**Given text**
━━━━━━
A doctor narrates his encounter with corruption, and his hope for the future.
It was a regular day in my government dispensary attached to a mofussil town when a patient walked through the door. She was a 65-year-old woman accompanied by her husband. Both had a jovial disposition. In an area where violence against doctors is not a rare occurence, such patients actually make your day. She took the chair next to me after a heartfelt greeting and mumbled her complaints in Marathi, “Doctor, ashaktapana vatat aahe” (Doctor, I’m feeling weak). I examined her thoroughly but before I could prescribe any treatment, her husband spoke out with conviction, “Doctor, saline laava!”(Doctor, please give her a saline drip!).
━━━━━━
**Extracted records**
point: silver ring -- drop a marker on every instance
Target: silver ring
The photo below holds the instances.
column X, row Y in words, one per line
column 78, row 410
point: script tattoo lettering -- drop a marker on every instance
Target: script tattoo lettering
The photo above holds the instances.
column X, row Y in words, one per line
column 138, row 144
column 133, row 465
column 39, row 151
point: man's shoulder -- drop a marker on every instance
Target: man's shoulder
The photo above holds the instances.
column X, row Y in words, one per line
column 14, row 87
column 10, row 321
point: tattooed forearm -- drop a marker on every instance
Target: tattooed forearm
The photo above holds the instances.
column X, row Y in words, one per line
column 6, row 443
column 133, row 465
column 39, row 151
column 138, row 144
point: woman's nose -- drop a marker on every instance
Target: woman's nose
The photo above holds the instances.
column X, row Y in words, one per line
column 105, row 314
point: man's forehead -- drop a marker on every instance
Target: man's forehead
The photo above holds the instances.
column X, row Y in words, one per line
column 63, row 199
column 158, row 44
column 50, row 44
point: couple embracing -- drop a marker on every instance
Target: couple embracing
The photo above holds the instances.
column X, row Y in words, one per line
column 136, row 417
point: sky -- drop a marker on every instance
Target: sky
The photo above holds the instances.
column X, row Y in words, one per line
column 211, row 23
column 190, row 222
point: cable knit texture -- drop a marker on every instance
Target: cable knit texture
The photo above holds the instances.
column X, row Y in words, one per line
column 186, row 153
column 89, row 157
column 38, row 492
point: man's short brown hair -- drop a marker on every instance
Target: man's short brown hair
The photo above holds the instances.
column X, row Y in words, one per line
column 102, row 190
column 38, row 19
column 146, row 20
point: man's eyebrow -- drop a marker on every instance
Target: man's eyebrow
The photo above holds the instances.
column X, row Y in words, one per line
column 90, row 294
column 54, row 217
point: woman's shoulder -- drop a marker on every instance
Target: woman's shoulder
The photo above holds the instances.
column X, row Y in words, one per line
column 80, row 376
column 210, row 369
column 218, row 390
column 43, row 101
━━━━━━
**Aim of the exercise**
Copy the doctor's account from "It was a regular" up to and including "a saline drip!).", changing "dispensary" to "clinic". The data above is separate from the doctor's account.

**Response area**
It was a regular day in my government clinic attached to a mofussil town when a patient walked through the door. She was a 65-year-old woman accompanied by her husband. Both had a jovial disposition. In an area where violence against doctors is not a rare occurence, such patients actually make your day. She took the chair next to me after a heartfelt greeting and mumbled her complaints in Marathi, “Doctor, ashaktapana vatat aahe” (Doctor, I’m feeling weak). I examined her thoroughly but before I could prescribe any treatment, her husband spoke out with conviction, “Doctor, saline laava!”(Doctor, please give her a saline drip!).